Extrait du texte:

+-------+

Au bord

Claudine Galea a écrit un texte autour de sa sidération face à une photo fascinante et terrifiante. Elle y dissèque son regard porté sur l’horreur. La pièce est un coup de poing à couper le souffle.

Une femme tient un homme en laisse

En 2004, la photo d’une jeune militaire américaine tenant en laisse un prisonnier nu et à terre dans la prison d’Abou Ghraib en Irak paraît dans la presse. L’écrivaine, Claudine Galea, la découvre et, sous le choc, l’épingle sur son mur de travail. Pendant quinze mois, elle va tenter d’écrire, de décrire et d’explorer ce qui se réveille en elle au plus profond de son intime. Son regard porté sur cette photo va extraire une partie d’elle-même aux frontières de son sadomasochisme, de sa libido, de son rapport érotique au monde. Elle parviendra à dépunaiser la photo, mais la trace optique survivra. La photo est en elle pour toujours.

Sous hypnose

Le texte est déconstruit, il est une parole libre de toute résistance, comme sous hypnose. Il est en même temps construit autour de répétitions, de décalages, de fausses rondeurs, d’allers-retours, de pliures entre réalité et rêve. L’autrice passe et repasse sans s’épuiser à l’endroit où l’œil communique avec la psyché. Elle parviendra à articuler, dans le jaillissement d’une langue poétique et crue, ce que l’image grave au plus profond de l’âme, les rapports de pouvoir, les volontés d’emprise et d’humiliation. Elle parviendra à exhumer des lambeaux de son enfance, des franges de sa sexualité.

+-------+

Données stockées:
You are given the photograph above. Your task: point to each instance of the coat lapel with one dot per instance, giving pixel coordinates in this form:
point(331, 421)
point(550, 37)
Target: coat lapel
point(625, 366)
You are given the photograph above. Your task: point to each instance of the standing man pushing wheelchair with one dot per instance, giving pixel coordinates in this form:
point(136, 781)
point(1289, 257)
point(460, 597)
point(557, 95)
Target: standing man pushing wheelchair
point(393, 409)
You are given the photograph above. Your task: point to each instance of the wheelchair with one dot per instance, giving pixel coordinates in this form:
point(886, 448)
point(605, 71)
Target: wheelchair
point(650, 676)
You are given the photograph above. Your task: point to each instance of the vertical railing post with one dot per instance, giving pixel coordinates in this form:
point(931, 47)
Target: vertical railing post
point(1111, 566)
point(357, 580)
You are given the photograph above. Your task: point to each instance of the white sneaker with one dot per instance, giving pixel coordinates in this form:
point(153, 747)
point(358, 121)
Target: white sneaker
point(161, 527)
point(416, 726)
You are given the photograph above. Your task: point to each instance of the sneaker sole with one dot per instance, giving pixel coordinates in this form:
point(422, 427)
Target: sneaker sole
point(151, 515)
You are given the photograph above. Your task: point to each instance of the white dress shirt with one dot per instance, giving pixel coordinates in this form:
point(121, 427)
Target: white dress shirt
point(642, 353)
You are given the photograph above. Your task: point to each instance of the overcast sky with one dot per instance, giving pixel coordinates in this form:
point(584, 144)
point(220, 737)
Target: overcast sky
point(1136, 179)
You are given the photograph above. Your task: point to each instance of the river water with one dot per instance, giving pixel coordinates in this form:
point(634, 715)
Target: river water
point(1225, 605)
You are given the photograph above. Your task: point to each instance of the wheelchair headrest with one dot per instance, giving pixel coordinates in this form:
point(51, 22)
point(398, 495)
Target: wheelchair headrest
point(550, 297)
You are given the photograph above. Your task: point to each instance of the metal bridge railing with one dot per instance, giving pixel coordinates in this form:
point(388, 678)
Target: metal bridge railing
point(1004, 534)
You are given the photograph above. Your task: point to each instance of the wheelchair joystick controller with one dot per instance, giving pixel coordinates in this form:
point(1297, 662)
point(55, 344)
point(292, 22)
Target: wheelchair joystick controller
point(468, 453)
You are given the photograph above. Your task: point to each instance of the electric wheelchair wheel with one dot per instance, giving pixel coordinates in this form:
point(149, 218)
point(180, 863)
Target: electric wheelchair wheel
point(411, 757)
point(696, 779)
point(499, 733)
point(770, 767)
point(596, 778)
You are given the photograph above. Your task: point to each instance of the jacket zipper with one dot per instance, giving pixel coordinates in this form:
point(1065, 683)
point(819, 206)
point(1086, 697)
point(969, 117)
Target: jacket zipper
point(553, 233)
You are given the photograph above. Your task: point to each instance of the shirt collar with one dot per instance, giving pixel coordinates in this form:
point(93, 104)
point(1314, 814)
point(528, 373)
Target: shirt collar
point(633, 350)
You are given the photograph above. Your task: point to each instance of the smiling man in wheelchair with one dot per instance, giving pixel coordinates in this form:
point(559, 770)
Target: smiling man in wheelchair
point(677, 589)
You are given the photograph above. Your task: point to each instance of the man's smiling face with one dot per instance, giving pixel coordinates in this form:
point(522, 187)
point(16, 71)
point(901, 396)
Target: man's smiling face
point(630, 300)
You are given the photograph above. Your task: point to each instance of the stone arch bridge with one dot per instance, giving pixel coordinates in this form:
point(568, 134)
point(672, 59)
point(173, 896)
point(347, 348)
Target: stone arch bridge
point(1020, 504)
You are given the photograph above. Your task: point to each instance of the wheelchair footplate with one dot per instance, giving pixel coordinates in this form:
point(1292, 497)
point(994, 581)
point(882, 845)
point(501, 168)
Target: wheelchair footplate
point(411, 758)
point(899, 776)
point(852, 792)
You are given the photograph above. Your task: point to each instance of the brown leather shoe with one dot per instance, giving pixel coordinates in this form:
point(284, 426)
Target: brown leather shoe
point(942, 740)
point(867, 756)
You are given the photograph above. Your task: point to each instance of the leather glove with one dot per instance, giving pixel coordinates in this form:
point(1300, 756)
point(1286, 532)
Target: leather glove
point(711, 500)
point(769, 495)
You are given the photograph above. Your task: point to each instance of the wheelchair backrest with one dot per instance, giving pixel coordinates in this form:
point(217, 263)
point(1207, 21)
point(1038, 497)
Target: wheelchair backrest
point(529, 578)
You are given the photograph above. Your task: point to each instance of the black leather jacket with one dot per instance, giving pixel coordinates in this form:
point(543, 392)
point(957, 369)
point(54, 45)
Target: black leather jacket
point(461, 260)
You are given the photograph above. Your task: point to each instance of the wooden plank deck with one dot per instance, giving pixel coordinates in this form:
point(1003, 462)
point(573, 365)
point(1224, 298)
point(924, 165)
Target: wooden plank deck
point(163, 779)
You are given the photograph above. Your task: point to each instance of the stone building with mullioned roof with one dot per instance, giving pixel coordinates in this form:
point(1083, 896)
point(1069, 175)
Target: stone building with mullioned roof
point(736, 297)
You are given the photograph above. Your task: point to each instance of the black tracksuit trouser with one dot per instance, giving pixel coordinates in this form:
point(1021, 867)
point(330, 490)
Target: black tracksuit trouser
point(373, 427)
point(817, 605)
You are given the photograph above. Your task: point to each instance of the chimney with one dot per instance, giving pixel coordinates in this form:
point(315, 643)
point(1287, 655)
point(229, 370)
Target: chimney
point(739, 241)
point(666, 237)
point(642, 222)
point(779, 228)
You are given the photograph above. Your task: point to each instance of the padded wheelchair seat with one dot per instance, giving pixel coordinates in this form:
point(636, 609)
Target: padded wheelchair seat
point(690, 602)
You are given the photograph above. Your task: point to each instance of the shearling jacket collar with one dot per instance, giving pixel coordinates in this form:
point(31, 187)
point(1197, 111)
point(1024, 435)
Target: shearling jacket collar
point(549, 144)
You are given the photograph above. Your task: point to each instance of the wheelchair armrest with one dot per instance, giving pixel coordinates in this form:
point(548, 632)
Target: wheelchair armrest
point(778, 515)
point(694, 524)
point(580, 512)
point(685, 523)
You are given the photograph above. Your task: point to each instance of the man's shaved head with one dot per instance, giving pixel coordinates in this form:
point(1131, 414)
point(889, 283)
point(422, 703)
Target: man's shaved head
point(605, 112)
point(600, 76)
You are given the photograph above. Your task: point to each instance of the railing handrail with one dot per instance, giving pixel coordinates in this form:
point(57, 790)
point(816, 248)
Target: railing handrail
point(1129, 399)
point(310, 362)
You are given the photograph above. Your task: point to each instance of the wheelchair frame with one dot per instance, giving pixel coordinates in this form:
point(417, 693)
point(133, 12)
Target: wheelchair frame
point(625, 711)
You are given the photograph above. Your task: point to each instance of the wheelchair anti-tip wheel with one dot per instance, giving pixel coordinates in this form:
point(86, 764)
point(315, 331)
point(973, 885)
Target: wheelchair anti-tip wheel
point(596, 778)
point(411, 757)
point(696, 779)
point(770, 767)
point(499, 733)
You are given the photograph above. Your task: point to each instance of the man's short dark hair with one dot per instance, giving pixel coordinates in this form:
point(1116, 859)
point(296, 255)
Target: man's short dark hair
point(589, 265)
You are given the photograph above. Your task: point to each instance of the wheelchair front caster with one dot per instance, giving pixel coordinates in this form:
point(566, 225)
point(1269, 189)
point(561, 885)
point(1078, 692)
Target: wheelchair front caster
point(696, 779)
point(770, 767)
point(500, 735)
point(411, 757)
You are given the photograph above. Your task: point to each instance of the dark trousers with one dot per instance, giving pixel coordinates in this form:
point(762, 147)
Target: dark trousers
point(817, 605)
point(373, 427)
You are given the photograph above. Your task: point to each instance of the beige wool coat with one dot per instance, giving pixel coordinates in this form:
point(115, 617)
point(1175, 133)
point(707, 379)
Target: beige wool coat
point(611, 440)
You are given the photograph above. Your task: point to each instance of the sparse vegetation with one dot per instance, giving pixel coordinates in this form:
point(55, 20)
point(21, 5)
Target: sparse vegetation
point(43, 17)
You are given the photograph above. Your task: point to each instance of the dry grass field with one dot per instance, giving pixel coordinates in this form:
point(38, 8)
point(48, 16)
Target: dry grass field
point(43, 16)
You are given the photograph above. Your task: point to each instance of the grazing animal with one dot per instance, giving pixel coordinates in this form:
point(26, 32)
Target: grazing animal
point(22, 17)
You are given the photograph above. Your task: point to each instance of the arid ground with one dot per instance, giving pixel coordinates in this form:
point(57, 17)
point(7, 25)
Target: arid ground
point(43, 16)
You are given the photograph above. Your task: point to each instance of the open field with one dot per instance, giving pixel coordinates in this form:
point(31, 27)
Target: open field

+-------+

Actions à mener:
• 1. Selon le texte sur la pièce de Claudine Galea, pourquoi l'écrivaine épingle-t-elle la photo sur son mur de travail ? Répondez en une à trois phrases.
• 2. Dans le listing, de la ligne contenant « the dry grass » jusqu'à la dernière ligne du listing incluse, substituez « image » à « photograph », puis redonnez ces lignes sans rien y changer d'autre.

Les réponses:
• 1. Elle l'épingle parce qu'elle est sous le choc en découvrant la photo, parue dans la presse en 2004. Celle-ci montre une jeune militaire américaine tenant en laisse un prisonnier nu et à terre dans la prison d'Abou Ghraib, en Irak.

• 2.
You are given the image above. Your task: point to each instance of the dry grass field with one dot per instance, giving pixel coordinates in this form:
point(38, 8)
point(48, 16)
Target: dry grass field
point(43, 16)
You are given the image above. Your task: point to each instance of the grazing animal with one dot per instance, giving pixel coordinates in this form:
point(26, 32)
Target: grazing animal
point(22, 17)
You are given the image above. Your task: point to each instance of the arid ground with one dot per instance, giving pixel coordinates in this form:
point(57, 17)
point(7, 25)
Target: arid ground
point(43, 16)
You are given the image above. Your task: point to each instance of the open field with one dot per instance, giving pixel coordinates in this form:
point(31, 27)
Target: open field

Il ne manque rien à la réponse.